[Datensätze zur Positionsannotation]
◆ ◆ ◆ ◆ ◆

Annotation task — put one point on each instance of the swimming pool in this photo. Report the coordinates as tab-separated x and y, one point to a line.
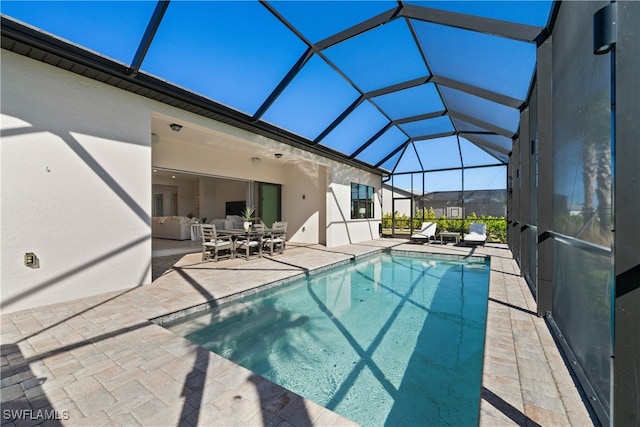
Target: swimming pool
394	339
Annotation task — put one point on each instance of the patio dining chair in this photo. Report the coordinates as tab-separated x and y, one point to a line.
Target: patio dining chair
282	224
212	244
249	244
275	239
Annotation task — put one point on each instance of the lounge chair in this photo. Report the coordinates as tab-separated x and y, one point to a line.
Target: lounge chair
213	244
477	234
427	231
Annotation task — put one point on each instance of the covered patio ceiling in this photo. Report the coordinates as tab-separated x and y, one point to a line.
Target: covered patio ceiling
393	86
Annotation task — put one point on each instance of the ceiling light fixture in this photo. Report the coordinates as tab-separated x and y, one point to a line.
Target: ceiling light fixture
604	29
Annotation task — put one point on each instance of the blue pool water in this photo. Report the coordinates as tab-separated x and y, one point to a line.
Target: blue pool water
390	340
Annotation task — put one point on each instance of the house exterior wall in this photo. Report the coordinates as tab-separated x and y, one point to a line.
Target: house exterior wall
303	202
76	185
341	229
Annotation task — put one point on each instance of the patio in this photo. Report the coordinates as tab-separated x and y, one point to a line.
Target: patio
100	361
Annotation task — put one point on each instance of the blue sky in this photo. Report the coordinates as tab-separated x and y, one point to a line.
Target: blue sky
237	52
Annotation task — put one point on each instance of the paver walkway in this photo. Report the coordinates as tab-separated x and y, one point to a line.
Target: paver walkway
100	361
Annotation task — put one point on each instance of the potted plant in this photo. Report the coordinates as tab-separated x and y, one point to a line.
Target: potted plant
247	216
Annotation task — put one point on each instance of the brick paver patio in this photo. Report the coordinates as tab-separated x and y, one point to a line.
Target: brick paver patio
100	361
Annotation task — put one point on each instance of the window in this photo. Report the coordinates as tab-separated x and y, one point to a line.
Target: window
361	201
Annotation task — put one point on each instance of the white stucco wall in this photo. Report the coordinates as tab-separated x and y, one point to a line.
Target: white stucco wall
75	186
341	229
76	158
303	202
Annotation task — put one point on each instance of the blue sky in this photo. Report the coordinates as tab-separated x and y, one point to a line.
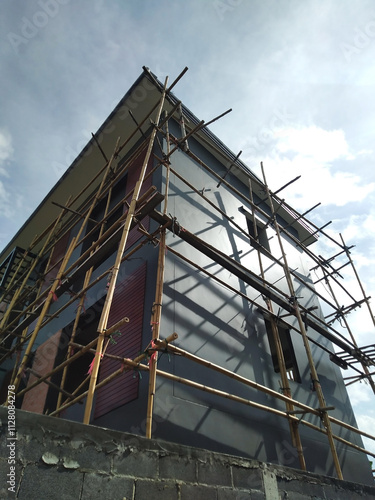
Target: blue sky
299	76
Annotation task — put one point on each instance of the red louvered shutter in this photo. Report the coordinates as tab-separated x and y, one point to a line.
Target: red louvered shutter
128	301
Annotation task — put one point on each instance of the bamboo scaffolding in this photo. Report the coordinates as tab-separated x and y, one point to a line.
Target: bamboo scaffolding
296	438
135	364
295	240
57	281
83	297
122	227
31	269
158	303
314	374
358	280
74	298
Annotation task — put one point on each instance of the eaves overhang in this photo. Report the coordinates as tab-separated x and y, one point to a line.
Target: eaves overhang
142	96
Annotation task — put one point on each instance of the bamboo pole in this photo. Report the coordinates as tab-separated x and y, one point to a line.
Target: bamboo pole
259	406
115	270
314	374
67	304
255	385
45	308
293	425
358	279
155	321
82	299
347	326
56	283
157	306
126	364
31	269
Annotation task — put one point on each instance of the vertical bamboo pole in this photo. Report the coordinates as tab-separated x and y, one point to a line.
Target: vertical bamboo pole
155	321
31	269
59	276
81	306
115	270
347	326
314	374
157	308
44	311
293	425
359	281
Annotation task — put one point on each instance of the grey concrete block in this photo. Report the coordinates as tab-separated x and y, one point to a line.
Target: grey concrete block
197	492
301	485
88	457
52	483
257	495
294	495
176	467
11	475
100	487
139	465
247	478
156	490
29	450
214	472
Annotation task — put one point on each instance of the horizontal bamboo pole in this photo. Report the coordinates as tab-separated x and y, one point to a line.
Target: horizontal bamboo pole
259	406
262	388
126	365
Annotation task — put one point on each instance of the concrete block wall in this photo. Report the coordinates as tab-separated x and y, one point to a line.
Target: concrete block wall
63	460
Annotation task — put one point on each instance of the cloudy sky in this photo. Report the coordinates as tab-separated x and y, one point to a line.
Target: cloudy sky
299	76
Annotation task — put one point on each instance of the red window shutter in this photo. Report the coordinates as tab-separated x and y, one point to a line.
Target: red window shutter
133	176
128	301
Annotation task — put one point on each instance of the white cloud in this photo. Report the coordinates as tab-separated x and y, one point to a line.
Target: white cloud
6	150
313	142
309	152
5	202
366	423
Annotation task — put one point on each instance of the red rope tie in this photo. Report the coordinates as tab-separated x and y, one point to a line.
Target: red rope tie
91	367
153	355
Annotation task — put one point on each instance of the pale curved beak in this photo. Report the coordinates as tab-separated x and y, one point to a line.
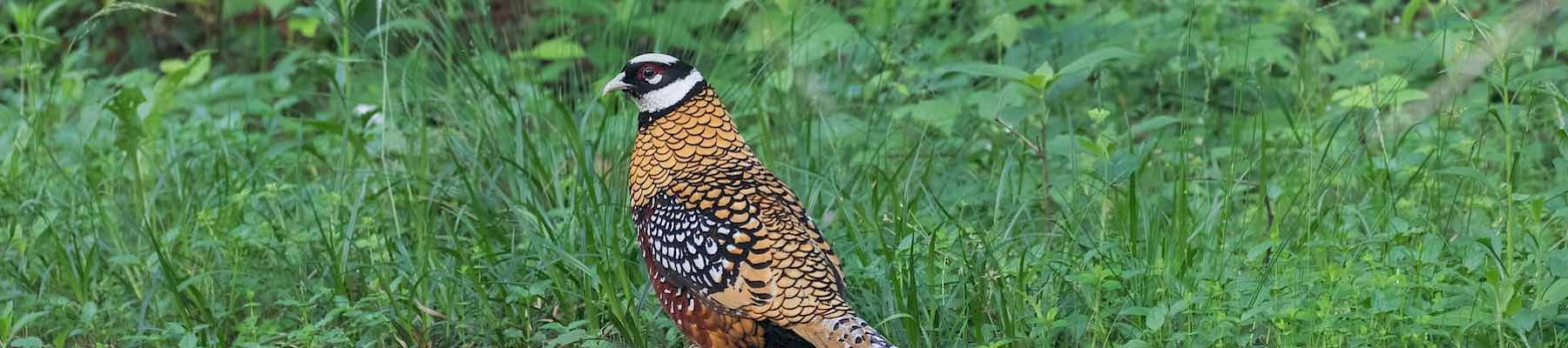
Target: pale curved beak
615	85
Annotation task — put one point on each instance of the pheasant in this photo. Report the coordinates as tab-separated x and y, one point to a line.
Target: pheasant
733	256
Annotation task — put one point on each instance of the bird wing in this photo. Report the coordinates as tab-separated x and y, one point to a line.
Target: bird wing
740	238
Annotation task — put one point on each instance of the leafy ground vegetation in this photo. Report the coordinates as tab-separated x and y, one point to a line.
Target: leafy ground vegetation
356	173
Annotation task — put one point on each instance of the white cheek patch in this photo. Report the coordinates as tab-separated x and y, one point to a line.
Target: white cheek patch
652	57
670	95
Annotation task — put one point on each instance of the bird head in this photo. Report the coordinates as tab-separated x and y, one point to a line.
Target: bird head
656	82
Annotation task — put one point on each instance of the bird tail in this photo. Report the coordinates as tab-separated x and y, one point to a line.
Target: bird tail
847	331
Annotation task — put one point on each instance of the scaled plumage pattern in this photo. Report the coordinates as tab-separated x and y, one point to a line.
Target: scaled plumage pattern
733	256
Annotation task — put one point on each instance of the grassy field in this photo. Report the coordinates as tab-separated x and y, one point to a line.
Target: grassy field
361	173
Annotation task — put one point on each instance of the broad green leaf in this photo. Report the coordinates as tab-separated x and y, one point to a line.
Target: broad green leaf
1044	70
1089	62
27	342
125	107
1007	29
1556	293
557	49
1152	124
941	113
411	25
305	25
1136	344
987	70
1156	318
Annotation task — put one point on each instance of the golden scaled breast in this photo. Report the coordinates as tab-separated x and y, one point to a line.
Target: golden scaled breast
695	140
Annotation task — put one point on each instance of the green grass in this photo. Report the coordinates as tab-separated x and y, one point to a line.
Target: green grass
993	174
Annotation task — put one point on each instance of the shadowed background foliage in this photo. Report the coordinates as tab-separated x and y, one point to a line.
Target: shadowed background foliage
1058	173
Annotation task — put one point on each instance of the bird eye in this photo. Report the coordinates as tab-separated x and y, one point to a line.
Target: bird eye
650	70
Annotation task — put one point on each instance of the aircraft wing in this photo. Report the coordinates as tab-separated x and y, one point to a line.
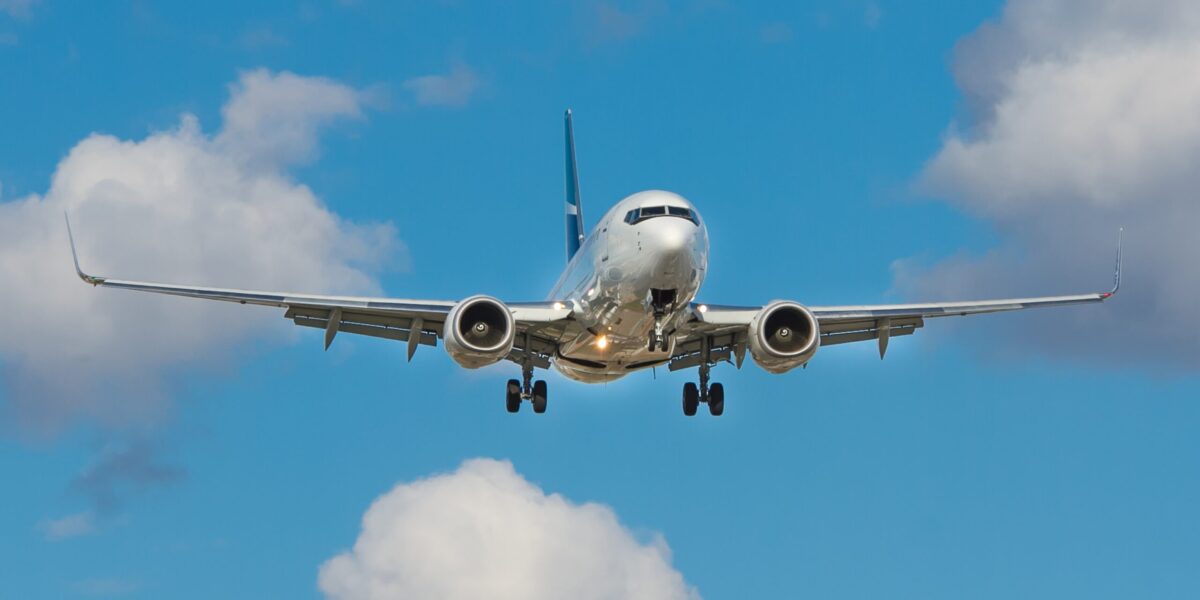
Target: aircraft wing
415	322
723	330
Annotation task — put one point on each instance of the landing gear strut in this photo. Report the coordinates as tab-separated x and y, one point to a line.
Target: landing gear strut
526	389
711	394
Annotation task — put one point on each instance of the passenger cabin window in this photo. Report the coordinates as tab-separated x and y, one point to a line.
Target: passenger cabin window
639	215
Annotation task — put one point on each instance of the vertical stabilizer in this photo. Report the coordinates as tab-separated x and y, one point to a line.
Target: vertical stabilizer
574	208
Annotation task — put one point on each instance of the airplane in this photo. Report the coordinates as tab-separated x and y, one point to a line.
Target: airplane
625	303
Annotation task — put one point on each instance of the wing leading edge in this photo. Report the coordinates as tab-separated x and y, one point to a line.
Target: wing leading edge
845	324
415	322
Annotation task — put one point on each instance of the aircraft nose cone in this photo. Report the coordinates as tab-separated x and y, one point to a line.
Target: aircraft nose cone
672	244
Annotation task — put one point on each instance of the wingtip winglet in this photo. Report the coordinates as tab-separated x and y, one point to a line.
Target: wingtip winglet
75	256
1116	273
1116	270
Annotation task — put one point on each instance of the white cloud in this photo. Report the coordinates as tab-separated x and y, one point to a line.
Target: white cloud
873	15
1085	120
18	9
485	532
777	33
453	89
71	526
179	205
106	587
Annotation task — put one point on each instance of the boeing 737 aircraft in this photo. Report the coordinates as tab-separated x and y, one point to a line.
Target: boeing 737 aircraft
625	303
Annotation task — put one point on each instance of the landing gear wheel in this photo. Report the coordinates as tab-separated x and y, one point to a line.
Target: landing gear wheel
513	396
690	399
717	400
539	396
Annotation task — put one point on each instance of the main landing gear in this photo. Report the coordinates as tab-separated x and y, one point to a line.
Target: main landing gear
713	395
526	389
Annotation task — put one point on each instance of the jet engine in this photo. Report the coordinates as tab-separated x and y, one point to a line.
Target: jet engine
479	331
783	336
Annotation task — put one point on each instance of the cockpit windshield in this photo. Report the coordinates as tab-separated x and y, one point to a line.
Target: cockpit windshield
639	215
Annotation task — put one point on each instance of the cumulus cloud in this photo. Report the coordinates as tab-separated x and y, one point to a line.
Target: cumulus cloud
121	468
17	9
1083	119
179	205
70	526
453	89
485	532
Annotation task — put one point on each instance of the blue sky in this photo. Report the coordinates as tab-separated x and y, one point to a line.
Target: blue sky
802	132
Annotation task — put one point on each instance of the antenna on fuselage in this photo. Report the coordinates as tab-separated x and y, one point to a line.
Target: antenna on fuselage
574	207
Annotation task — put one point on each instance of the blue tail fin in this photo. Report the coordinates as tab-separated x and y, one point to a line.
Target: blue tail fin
574	208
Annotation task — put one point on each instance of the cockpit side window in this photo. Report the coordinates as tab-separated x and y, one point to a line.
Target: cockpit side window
639	215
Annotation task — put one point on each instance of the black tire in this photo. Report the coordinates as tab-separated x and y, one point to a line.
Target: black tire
690	399
513	396
717	400
539	396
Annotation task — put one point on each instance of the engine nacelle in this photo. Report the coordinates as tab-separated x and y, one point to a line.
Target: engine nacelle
479	331
783	336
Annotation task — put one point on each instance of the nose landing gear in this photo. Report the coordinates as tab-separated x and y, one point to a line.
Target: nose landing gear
517	391
661	301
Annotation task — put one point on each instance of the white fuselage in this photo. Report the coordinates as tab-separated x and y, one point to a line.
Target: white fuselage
633	270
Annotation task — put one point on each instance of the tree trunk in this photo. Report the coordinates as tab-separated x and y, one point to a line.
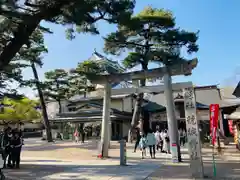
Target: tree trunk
137	113
20	38
25	30
44	109
59	106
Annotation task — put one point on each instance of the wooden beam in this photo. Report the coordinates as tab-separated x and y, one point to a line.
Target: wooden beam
183	68
151	89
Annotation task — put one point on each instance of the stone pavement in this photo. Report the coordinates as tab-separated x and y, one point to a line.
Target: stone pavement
71	161
228	166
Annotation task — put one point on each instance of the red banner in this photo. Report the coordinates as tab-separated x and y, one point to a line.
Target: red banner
230	126
214	113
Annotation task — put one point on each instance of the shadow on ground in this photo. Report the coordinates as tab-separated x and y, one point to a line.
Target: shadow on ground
70	172
90	145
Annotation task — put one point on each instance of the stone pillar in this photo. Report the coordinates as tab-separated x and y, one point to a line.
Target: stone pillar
171	119
193	135
106	120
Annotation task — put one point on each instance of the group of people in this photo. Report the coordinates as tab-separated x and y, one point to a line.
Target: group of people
156	141
11	146
78	135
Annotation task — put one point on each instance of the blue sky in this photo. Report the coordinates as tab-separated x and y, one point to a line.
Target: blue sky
217	21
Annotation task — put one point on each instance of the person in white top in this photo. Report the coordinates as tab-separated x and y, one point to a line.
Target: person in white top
158	139
182	137
166	142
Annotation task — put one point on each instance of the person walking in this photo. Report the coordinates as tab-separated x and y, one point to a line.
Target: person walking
151	142
182	137
6	145
166	142
143	145
83	133
158	139
76	135
137	140
16	149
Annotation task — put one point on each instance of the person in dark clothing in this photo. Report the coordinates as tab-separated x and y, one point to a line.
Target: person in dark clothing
7	150
16	151
137	140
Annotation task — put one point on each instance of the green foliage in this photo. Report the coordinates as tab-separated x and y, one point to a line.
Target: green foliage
56	84
78	81
21	110
151	36
80	16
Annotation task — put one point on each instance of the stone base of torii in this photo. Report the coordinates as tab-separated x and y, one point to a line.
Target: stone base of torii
193	135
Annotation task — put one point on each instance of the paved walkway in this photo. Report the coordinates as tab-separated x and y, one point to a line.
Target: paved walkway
228	166
71	161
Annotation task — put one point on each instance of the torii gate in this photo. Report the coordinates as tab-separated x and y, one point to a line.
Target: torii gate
185	68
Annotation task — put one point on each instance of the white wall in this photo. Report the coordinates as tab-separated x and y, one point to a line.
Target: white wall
201	115
52	108
125	129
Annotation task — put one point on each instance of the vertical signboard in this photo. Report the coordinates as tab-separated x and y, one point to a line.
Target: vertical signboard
193	136
214	114
230	126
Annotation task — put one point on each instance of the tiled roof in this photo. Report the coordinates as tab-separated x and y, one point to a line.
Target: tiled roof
204	95
237	90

◆ ◆ ◆ ◆ ◆

**Aufgabenziel:** Gib den Abschnitt von der Zeile mit „of the tiled“ bis zum Ende der Datensätze noch einmal wieder und tausche dabei „roof“ gegen „rooftop“ aus. Alles andere bleibt unverändert.

**Antwort zur Aufgabe:**
Annotation task — put one point on each instance of the tiled rooftop in this photo. Report the coordinates as tab-separated x and y, one point to a line.
Target: tiled rooftop
204	95
237	90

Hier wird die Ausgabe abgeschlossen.